Source document
*** Begin section ***

News

Hypertension Common at All Ages in Type 2 Diabetes


 

WASHINGTON — The increased risk for essential hypertension in patients with type 2 diabetes is apparent throughout the entire lifespan, Dr. Scott J. Jacober and his associates reported in a poster at the annual scientific sessions of the American Diabetes Association.

The relationship is exceptionally strong among children and adolescents, said Dr. Jacober, who was with Lilly Research Laboratories, Indianapolis, at the time of the study.

Essential hypertension and type 2 diabetes often coexist, but this retrospective study of a nationwide electronic medical records database is believed to be the first to examine the prevalence of essential hypertension by age group among individuals with and without diabetes, he noted.

The database contained more than 4 million patients, and the study population, from 49 states during 1996–2005, comprised 231,492 individuals with a physician's diagnosis of type 2 diabetes in their records.

*** End section ***

Information provided
*** Begin section ***

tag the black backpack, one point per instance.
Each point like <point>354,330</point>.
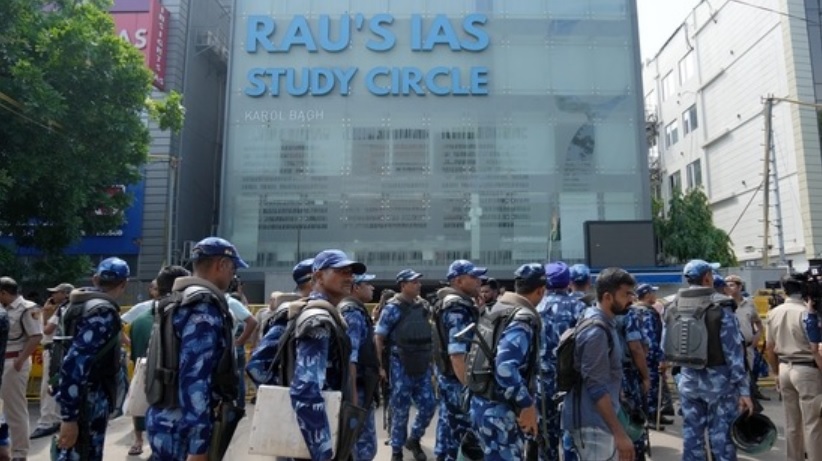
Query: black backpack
<point>483,353</point>
<point>163,358</point>
<point>568,374</point>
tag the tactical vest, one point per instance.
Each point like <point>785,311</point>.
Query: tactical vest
<point>303,316</point>
<point>450,299</point>
<point>693,323</point>
<point>163,357</point>
<point>481,367</point>
<point>367,358</point>
<point>412,336</point>
<point>106,361</point>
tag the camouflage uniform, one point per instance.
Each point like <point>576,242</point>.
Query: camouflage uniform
<point>709,396</point>
<point>81,399</point>
<point>405,388</point>
<point>559,312</point>
<point>495,421</point>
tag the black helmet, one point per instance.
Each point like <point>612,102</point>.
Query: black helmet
<point>753,434</point>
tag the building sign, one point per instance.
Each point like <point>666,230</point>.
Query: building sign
<point>327,35</point>
<point>144,24</point>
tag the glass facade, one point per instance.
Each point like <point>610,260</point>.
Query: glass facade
<point>522,120</point>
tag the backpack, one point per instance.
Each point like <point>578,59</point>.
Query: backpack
<point>692,325</point>
<point>106,365</point>
<point>412,336</point>
<point>568,374</point>
<point>441,337</point>
<point>163,358</point>
<point>482,356</point>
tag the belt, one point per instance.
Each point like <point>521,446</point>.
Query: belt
<point>801,363</point>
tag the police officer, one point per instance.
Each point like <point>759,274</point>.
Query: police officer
<point>635,379</point>
<point>87,389</point>
<point>184,432</point>
<point>797,364</point>
<point>407,380</point>
<point>711,397</point>
<point>507,413</point>
<point>651,324</point>
<point>364,362</point>
<point>274,324</point>
<point>454,312</point>
<point>25,333</point>
<point>317,364</point>
<point>49,421</point>
<point>559,311</point>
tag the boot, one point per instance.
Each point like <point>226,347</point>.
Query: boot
<point>414,446</point>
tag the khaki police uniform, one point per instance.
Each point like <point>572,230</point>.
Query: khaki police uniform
<point>799,379</point>
<point>24,322</point>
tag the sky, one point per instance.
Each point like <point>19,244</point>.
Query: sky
<point>657,21</point>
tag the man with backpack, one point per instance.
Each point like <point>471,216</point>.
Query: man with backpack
<point>713,382</point>
<point>594,376</point>
<point>559,311</point>
<point>364,362</point>
<point>455,310</point>
<point>89,349</point>
<point>403,335</point>
<point>191,372</point>
<point>503,406</point>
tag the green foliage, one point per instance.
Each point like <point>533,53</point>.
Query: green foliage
<point>73,98</point>
<point>169,113</point>
<point>688,232</point>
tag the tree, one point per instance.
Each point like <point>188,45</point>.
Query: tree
<point>688,231</point>
<point>73,98</point>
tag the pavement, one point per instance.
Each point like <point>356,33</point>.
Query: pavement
<point>666,446</point>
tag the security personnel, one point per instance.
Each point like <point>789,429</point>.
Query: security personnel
<point>406,385</point>
<point>712,397</point>
<point>635,380</point>
<point>184,432</point>
<point>88,379</point>
<point>364,362</point>
<point>49,421</point>
<point>317,364</point>
<point>25,333</point>
<point>508,413</point>
<point>271,329</point>
<point>651,324</point>
<point>455,310</point>
<point>559,311</point>
<point>797,364</point>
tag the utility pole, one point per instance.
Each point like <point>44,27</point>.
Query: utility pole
<point>767,179</point>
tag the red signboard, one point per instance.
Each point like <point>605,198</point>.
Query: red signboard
<point>144,24</point>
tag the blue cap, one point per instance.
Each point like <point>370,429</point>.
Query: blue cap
<point>580,273</point>
<point>408,275</point>
<point>531,273</point>
<point>464,267</point>
<point>336,259</point>
<point>557,274</point>
<point>697,268</point>
<point>363,278</point>
<point>112,270</point>
<point>216,246</point>
<point>302,271</point>
<point>644,289</point>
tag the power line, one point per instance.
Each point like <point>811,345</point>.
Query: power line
<point>771,10</point>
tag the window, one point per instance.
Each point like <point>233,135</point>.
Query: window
<point>686,67</point>
<point>694,174</point>
<point>668,86</point>
<point>675,181</point>
<point>689,121</point>
<point>671,133</point>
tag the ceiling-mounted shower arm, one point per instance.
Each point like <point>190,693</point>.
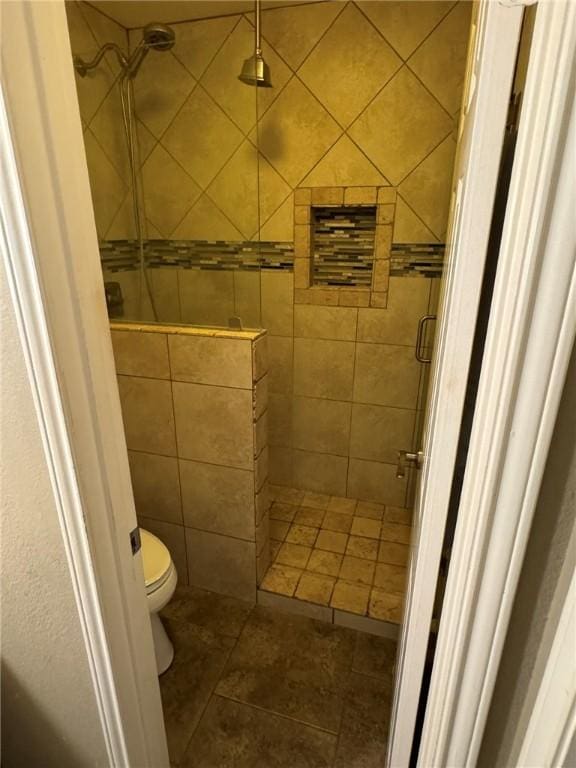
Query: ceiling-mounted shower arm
<point>83,67</point>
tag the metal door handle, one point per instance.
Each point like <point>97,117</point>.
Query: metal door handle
<point>421,337</point>
<point>404,458</point>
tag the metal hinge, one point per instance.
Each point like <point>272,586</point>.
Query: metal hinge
<point>135,542</point>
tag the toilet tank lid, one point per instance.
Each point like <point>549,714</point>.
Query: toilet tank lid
<point>155,557</point>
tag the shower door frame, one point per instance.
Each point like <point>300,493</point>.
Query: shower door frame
<point>55,281</point>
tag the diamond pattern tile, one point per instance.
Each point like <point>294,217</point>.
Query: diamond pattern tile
<point>221,78</point>
<point>295,35</point>
<point>343,75</point>
<point>201,137</point>
<point>235,189</point>
<point>108,189</point>
<point>107,126</point>
<point>198,42</point>
<point>345,165</point>
<point>170,191</point>
<point>408,227</point>
<point>160,89</point>
<point>405,24</point>
<point>204,221</point>
<point>440,62</point>
<point>427,189</point>
<point>296,132</point>
<point>397,145</point>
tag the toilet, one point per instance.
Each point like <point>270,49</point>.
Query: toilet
<point>161,578</point>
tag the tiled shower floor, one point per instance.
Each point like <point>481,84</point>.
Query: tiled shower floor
<point>342,554</point>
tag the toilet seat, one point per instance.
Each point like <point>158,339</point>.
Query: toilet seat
<point>156,561</point>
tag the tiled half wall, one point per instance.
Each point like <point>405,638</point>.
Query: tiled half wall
<point>194,405</point>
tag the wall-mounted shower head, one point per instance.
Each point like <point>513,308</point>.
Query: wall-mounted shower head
<point>155,37</point>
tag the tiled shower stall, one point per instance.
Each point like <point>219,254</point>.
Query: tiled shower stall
<point>239,190</point>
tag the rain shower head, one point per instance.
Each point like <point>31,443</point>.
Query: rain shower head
<point>158,36</point>
<point>255,71</point>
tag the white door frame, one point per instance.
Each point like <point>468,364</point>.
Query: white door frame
<point>52,259</point>
<point>50,250</point>
<point>494,38</point>
<point>529,339</point>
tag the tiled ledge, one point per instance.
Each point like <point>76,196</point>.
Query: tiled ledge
<point>187,330</point>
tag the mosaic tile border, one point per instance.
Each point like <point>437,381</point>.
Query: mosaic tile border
<point>406,259</point>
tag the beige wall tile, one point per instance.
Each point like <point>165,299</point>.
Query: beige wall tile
<point>173,537</point>
<point>148,414</point>
<point>307,132</point>
<point>398,323</point>
<point>214,424</point>
<point>337,323</point>
<point>206,297</point>
<point>141,354</point>
<point>221,564</point>
<point>261,469</point>
<point>321,425</point>
<point>323,368</point>
<point>386,375</point>
<point>374,481</point>
<point>205,360</point>
<point>409,228</point>
<point>280,466</point>
<point>279,420</point>
<point>203,127</point>
<point>280,357</point>
<point>218,499</point>
<point>260,357</point>
<point>197,42</point>
<point>440,62</point>
<point>319,472</point>
<point>344,75</point>
<point>419,123</point>
<point>295,35</point>
<point>156,486</point>
<point>405,25</point>
<point>378,432</point>
<point>247,298</point>
<point>277,302</point>
<point>169,191</point>
<point>261,434</point>
<point>427,189</point>
<point>344,165</point>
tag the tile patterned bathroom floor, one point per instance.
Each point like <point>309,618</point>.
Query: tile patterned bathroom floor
<point>340,553</point>
<point>252,687</point>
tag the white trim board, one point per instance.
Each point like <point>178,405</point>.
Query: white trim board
<point>56,282</point>
<point>528,344</point>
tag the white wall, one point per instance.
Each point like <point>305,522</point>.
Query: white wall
<point>549,562</point>
<point>49,713</point>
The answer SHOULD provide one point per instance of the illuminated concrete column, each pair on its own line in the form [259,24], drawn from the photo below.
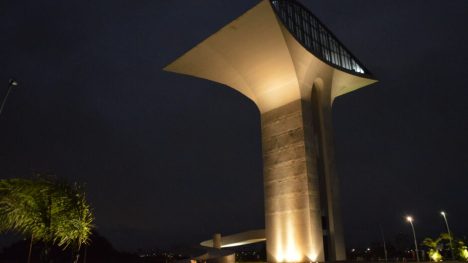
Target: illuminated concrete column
[280,56]
[291,183]
[217,240]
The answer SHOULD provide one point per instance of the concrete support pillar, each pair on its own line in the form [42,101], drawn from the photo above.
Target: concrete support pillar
[292,194]
[217,241]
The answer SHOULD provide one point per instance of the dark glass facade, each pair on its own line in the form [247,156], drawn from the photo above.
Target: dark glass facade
[315,37]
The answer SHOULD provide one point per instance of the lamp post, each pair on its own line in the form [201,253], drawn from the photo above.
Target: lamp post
[410,220]
[450,234]
[11,84]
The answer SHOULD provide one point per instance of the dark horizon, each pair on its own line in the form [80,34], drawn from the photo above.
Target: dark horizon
[156,150]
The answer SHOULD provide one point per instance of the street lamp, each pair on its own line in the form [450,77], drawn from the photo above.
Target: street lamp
[410,220]
[450,234]
[11,84]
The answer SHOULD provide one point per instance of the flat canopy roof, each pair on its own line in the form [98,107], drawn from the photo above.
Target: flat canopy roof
[257,55]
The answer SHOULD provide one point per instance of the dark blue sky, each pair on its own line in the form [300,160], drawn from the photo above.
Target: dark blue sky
[169,160]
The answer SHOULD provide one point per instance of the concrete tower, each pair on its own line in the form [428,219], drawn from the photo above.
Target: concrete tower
[279,55]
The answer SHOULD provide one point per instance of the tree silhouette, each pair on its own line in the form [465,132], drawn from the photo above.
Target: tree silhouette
[48,210]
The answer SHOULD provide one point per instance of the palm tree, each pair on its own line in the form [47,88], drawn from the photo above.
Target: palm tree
[48,210]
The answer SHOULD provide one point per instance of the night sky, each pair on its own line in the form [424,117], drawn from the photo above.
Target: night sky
[168,160]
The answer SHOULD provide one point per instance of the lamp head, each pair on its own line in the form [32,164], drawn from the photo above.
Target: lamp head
[13,83]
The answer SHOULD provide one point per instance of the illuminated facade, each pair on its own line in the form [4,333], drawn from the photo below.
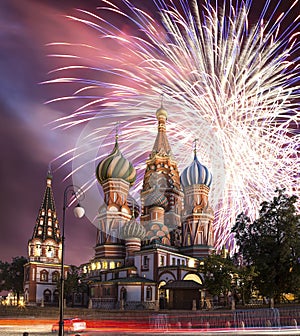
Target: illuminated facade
[151,262]
[42,271]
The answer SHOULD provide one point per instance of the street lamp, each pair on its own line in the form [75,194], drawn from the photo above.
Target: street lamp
[78,213]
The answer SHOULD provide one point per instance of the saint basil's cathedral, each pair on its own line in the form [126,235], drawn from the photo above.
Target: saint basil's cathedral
[147,256]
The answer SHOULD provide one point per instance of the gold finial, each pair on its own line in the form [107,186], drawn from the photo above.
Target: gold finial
[195,145]
[117,131]
[161,100]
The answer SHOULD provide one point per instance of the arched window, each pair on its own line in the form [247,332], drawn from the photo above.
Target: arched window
[47,295]
[50,252]
[55,276]
[189,241]
[123,294]
[44,275]
[149,293]
[38,250]
[55,296]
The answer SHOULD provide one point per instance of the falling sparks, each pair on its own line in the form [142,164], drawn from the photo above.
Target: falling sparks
[230,83]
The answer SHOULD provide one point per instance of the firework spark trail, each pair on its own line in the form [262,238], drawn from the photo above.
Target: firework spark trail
[229,83]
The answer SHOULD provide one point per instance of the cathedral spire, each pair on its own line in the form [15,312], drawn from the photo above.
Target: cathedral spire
[161,145]
[47,223]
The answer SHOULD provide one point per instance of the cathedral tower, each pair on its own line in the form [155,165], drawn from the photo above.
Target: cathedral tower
[197,216]
[42,271]
[161,196]
[116,175]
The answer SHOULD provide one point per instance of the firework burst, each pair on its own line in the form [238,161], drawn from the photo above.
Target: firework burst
[230,83]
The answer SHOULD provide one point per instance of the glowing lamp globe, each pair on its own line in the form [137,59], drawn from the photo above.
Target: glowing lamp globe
[78,211]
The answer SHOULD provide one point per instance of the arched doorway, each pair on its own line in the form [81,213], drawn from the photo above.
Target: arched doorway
[47,296]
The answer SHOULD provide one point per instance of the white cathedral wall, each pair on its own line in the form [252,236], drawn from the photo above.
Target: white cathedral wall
[133,293]
[40,288]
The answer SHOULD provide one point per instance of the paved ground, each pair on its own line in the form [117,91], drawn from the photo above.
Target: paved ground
[45,330]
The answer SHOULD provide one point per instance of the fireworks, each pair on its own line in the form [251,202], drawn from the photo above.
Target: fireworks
[231,83]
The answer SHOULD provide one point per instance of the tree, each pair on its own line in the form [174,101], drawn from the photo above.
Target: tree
[271,244]
[12,275]
[73,284]
[218,275]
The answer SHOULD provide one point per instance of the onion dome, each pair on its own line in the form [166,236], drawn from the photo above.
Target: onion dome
[133,229]
[116,166]
[195,173]
[156,198]
[133,206]
[161,112]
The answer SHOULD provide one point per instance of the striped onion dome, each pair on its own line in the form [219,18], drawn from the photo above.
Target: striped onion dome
[133,229]
[133,206]
[115,165]
[156,198]
[195,173]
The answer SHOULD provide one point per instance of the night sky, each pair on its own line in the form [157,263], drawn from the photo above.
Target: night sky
[28,142]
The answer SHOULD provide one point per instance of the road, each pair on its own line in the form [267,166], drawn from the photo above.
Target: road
[43,328]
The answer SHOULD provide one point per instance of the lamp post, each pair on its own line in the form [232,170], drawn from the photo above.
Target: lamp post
[78,213]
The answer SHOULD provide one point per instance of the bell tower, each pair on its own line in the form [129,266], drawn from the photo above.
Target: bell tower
[42,272]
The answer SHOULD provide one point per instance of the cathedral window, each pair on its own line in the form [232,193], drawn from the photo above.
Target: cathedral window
[27,272]
[56,296]
[47,295]
[38,250]
[55,276]
[49,252]
[123,294]
[189,241]
[201,237]
[149,294]
[44,275]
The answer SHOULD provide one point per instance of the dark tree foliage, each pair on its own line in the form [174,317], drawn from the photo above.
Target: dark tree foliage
[73,284]
[271,244]
[12,275]
[218,274]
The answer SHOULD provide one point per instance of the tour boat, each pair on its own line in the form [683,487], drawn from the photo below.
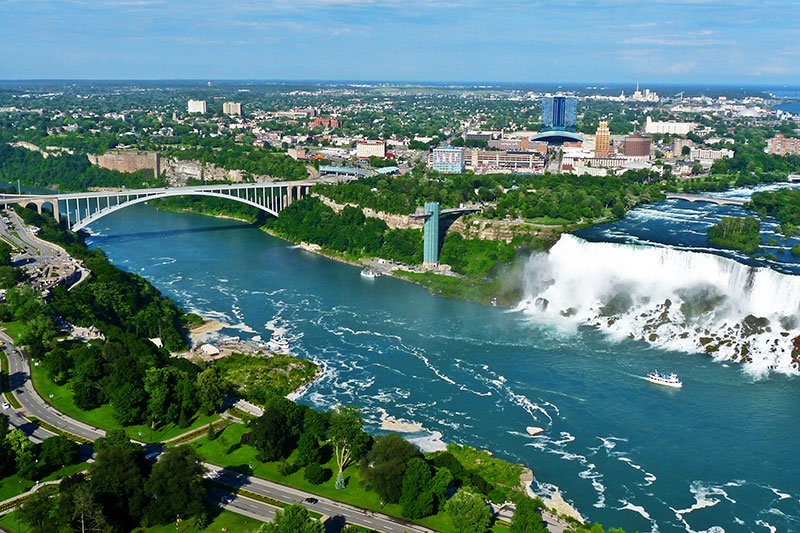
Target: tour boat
[668,380]
[278,344]
[369,273]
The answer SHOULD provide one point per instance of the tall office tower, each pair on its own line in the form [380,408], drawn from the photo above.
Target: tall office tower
[232,108]
[196,106]
[559,113]
[602,141]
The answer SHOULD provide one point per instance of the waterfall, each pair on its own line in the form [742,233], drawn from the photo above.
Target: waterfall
[674,299]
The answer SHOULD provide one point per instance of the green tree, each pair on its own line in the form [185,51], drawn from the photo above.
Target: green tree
[416,499]
[271,435]
[293,519]
[468,512]
[308,449]
[57,452]
[23,449]
[176,485]
[40,511]
[384,467]
[439,484]
[117,482]
[316,474]
[210,390]
[348,439]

*** End section ***

Rewrite the part of the hypertension news item that opens with the words containing "The relationship is" and closes with "in their records.", changing "nationwide" to "national". The records have no connection to the hypertension news item.

The relationship is exceptionally strong among children and adolescents, said Dr. Jacober, who was with Lilly Research Laboratories, Indianapolis, at the time of the study.

Essential hypertension and type 2 diabetes often coexist, but this retrospective study of a national electronic medical records database is believed to be the first to examine the prevalence of essential hypertension by age group among individuals with and without diabetes, he noted.

The database contained more than 4 million patients, and the study population, from 49 states during 1996–2005, comprised 231,492 individuals with a physician's diagnosis of type 2 diabetes in their records.